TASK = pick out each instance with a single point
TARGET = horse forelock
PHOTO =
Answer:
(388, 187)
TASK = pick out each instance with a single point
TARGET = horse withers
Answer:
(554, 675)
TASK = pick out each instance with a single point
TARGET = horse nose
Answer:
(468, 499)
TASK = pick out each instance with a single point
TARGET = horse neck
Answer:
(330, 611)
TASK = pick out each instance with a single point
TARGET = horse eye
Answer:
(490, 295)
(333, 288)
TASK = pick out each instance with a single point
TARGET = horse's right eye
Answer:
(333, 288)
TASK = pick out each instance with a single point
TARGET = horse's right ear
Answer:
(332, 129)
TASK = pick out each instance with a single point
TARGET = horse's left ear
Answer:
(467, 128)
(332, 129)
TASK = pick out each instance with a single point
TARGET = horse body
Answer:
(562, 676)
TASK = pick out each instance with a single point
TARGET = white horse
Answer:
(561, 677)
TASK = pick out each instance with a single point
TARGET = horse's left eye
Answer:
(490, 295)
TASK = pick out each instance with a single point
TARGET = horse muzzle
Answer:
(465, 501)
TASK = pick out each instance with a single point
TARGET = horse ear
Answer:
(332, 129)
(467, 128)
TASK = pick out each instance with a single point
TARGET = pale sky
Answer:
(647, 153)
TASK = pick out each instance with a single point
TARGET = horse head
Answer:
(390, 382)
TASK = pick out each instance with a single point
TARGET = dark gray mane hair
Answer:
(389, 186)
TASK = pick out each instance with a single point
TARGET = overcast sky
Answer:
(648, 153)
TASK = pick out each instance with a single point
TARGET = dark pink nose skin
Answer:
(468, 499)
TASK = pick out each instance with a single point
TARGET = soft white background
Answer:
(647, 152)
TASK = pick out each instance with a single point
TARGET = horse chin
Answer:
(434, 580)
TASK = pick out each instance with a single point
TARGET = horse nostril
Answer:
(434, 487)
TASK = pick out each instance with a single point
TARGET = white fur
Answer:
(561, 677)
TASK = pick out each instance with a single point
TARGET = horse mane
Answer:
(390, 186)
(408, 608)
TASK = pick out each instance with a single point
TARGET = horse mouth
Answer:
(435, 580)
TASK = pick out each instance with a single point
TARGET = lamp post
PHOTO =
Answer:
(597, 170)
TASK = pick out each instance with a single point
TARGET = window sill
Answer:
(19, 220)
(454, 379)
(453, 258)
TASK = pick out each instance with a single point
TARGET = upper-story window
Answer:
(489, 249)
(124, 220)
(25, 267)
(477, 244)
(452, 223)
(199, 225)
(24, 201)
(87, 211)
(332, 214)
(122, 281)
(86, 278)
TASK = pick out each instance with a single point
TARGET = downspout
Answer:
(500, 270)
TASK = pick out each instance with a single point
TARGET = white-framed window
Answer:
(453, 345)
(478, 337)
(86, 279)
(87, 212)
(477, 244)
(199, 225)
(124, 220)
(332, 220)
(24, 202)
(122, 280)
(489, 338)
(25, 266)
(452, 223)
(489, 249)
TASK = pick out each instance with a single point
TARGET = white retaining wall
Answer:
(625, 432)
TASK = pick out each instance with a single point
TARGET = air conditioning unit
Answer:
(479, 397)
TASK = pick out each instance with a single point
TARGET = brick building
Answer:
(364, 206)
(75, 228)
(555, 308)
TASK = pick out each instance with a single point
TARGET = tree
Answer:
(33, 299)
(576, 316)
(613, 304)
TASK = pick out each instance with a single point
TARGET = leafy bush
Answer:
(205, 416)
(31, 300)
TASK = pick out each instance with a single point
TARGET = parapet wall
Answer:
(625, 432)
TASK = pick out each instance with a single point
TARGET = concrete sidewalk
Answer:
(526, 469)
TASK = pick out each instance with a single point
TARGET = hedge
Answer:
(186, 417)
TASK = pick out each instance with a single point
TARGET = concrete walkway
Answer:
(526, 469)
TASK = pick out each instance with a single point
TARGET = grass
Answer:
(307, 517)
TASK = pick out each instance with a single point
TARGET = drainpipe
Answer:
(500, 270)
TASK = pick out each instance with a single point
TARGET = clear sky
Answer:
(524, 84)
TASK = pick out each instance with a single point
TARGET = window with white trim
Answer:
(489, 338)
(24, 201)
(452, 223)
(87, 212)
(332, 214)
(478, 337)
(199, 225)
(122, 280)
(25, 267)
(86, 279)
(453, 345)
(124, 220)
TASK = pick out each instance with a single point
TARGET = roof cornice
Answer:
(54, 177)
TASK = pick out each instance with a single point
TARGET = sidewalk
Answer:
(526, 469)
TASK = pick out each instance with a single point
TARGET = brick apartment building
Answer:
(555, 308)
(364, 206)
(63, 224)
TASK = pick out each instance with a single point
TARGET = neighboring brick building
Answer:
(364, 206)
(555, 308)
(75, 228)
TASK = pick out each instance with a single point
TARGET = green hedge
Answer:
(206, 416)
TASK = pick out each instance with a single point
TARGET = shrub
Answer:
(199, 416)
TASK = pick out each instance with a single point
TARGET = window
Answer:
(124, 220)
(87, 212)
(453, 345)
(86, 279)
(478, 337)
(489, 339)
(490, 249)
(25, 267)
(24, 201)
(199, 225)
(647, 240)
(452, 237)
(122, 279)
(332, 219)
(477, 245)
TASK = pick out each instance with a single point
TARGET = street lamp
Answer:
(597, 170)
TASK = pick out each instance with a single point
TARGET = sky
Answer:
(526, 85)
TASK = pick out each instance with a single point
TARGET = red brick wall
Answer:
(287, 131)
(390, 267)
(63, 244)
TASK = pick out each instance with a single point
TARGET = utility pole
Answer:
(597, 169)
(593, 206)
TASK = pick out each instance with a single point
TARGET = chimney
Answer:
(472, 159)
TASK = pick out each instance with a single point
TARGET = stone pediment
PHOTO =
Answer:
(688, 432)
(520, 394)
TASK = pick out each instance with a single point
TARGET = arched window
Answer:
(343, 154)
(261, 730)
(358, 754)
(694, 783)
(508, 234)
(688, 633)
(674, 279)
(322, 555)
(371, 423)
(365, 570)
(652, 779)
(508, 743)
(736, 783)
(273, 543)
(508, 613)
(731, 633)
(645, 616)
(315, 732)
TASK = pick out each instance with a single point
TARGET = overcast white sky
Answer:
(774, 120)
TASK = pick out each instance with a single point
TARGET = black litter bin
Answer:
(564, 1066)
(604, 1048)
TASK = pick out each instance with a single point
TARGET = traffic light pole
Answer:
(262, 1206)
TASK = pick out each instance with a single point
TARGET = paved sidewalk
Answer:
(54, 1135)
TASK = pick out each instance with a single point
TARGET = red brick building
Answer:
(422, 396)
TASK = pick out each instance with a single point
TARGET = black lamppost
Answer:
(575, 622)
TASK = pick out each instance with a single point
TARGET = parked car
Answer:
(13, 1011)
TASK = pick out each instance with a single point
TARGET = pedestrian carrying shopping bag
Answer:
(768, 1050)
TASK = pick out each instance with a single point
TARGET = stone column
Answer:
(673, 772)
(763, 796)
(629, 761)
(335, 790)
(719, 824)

▸ **About this task**: Copy out the material above in full so that every line matches the original.

▸ **Your response**:
TASK = pick out each instance with a single point
TARGET = horse forelock
PHOTO =
Answer:
(388, 187)
TASK = pick out each instance with a single point
TARGET = horse withers
Answer:
(554, 675)
TASK = pick out each instance with a single point
TARGET = horse nose
Answer:
(468, 499)
TASK = pick out each instance with a single point
TARGET = horse neck
Answer:
(330, 611)
TASK = pick out each instance with a single point
TARGET = horse eye
Answer:
(490, 295)
(333, 288)
TASK = pick out each instance with a single point
TARGET = horse's right eye
Answer:
(333, 288)
TASK = pick out each instance with a single point
TARGET = horse's right ear
Answer:
(332, 129)
TASK = pick out each instance with a single point
TARGET = horse's left ear
Answer:
(467, 128)
(332, 129)
TASK = pick out each instance with a single point
TARGET = horse body
Answer:
(562, 676)
TASK = pick out each instance with a single point
TARGET = white horse
Answer:
(561, 677)
TASK = pick out each instance with a single point
TARGET = horse's left eye
Answer:
(490, 295)
TASK = pick out each instance with a single point
TARGET = horse muzzle
Answer:
(465, 501)
TASK = pick out each instance with a single point
TARGET = horse ear
Answer:
(332, 129)
(467, 128)
TASK = pick out each instance with a single point
TARGET = pale sky
Answer:
(647, 153)
TASK = pick out each instance with a single point
TARGET = horse head
Answer:
(390, 382)
TASK = pick out each instance with a single point
TARGET = dark gray mane hair
Answer:
(389, 186)
TASK = pick out each instance with a single point
TARGET = overcast sky
Answer:
(648, 153)
TASK = pick out each instance with a single point
TARGET = dark pink nose skin
Answer:
(468, 499)
TASK = pick out each instance with a single point
TARGET = soft white background
Answer:
(647, 152)
TASK = pick out each instance with a single point
TARGET = horse chin
Answer:
(434, 580)
TASK = pick out each instance with a single point
TARGET = horse nostril
Answer:
(434, 487)
TASK = pick out each instance with a single point
TARGET = white fur
Answer:
(561, 677)
TASK = pick out each instance with a single point
TARGET = horse mane
Answer:
(390, 186)
(408, 608)
TASK = pick out each instance with a single point
TARGET = horse mouth
Answer:
(435, 580)
TASK = pick out each instance with a single point
TARGET = lamp post
PHOTO =
Answer:
(597, 170)
TASK = pick out each instance with a single point
TARGET = window sill
Answer:
(19, 220)
(454, 379)
(453, 258)
TASK = pick out each instance with a single point
TARGET = upper-story window
Answer:
(489, 249)
(124, 220)
(25, 267)
(477, 244)
(452, 223)
(199, 225)
(24, 201)
(87, 211)
(332, 214)
(122, 281)
(86, 278)
TASK = pick out each instance with a single point
TARGET = downspout
Answer:
(500, 270)
TASK = pick out each instance with a single point
TARGET = white-framed window
Answer:
(453, 345)
(478, 337)
(86, 279)
(87, 212)
(477, 244)
(199, 225)
(124, 220)
(332, 220)
(24, 202)
(122, 280)
(489, 338)
(25, 266)
(452, 223)
(489, 249)
TASK = pick out each instance with a single point
TARGET = white retaining wall
Answer:
(625, 432)
TASK = pick out each instance with a single point
TARGET = air conditioning unit
Answer:
(479, 397)
TASK = pick out each instance with a single point
TARGET = brick building
Answer:
(364, 206)
(75, 228)
(555, 308)
TASK = pick out each instance with a single point
TARGET = tree
Answer:
(33, 299)
(576, 316)
(613, 304)
TASK = pick out each instance with a single point
TARGET = leafy bush
Answer:
(205, 416)
(31, 300)
TASK = pick out each instance with a single point
TARGET = parapet wall
Answer:
(625, 432)
TASK = pick out each instance with a single point
TARGET = concrete sidewalk
Answer:
(526, 469)
TASK = pick out each instance with a single point
TARGET = hedge
Answer:
(186, 417)
TASK = pick out each instance with a single point
TARGET = concrete walkway
Answer:
(526, 469)
TASK = pick out each instance with a single point
TARGET = grass
Answer:
(307, 517)
TASK = pick out each instance with a single point
TARGET = drainpipe
Answer:
(500, 270)
TASK = pick out each instance with a single point
TARGET = clear sky
Answer:
(524, 84)
TASK = pick out each instance with a single point
TARGET = window with white trim
Answer:
(489, 338)
(24, 201)
(452, 223)
(87, 212)
(332, 214)
(478, 337)
(199, 225)
(122, 280)
(25, 267)
(86, 279)
(453, 345)
(124, 220)
TASK = pick out each instance with a single point
TARGET = roof cornice
Answer:
(54, 177)
TASK = pick out each instance with a single point
TARGET = sidewalk
Answer:
(526, 469)
TASK = pick out each instance with a single point
TARGET = brick apartment building
Answer:
(555, 308)
(364, 206)
(63, 224)
TASK = pick out each instance with a single point
TARGET = neighboring brick building
Answer:
(364, 206)
(555, 308)
(75, 228)
TASK = pick out each instance with a single point
TARGET = green hedge
Answer:
(206, 416)
TASK = pick out each instance with a single point
TARGET = shrub
Answer:
(199, 416)
TASK = pick out each instance with a single point
TARGET = window
Answer:
(124, 220)
(87, 212)
(453, 345)
(86, 279)
(478, 337)
(489, 339)
(490, 249)
(25, 267)
(24, 201)
(199, 225)
(647, 240)
(452, 237)
(122, 279)
(332, 219)
(477, 245)
TASK = pick out each instance with a single point
TARGET = street lamp
Answer:
(597, 170)
TASK = pick out each instance with a single point
TARGET = sky
Answer:
(526, 85)
TASK = pick out each instance with a single point
TARGET = red brick wall
Answer:
(287, 131)
(390, 267)
(63, 244)
TASK = pick out each instance with a single point
TARGET = utility pole
Answer:
(597, 169)
(593, 206)
TASK = pick out each instance with a single point
TARGET = chimney
Answer:
(472, 159)
TASK = pick out each instance with a single point
TARGET = stone pediment
PHOTO =
Answer:
(688, 432)
(520, 394)
TASK = pick out each instance with a single point
TARGET = arched window
Answer:
(343, 154)
(261, 730)
(358, 754)
(694, 783)
(508, 234)
(688, 633)
(674, 279)
(322, 555)
(371, 423)
(365, 570)
(652, 779)
(508, 743)
(736, 783)
(273, 543)
(508, 613)
(731, 633)
(645, 616)
(315, 732)
TASK = pick out each instance with a single point
TARGET = overcast white sky
Answer:
(774, 120)
TASK = pick out each instance with a single point
TARGET = black litter bin
Answer:
(564, 1066)
(604, 1048)
TASK = pick out each instance with a single point
TARGET = traffic light pole
Answer:
(262, 1206)
TASK = pick out each instance with a single point
TARGET = paved sidewalk
Answer:
(54, 1135)
TASK = pick out each instance with a single point
TARGET = red brick building
Answer:
(422, 396)
TASK = pick out each instance with a single point
TARGET = black lamppost
Answer:
(575, 622)
TASK = pick out each instance with a single point
TARGET = parked car
Answer:
(13, 1011)
TASK = pick out each instance with a single point
TARGET = pedestrian carrying shopping bag
Answer:
(768, 1050)
TASK = pick out each instance with a single point
TARGET = stone column
Answer:
(673, 772)
(763, 796)
(629, 761)
(335, 790)
(719, 824)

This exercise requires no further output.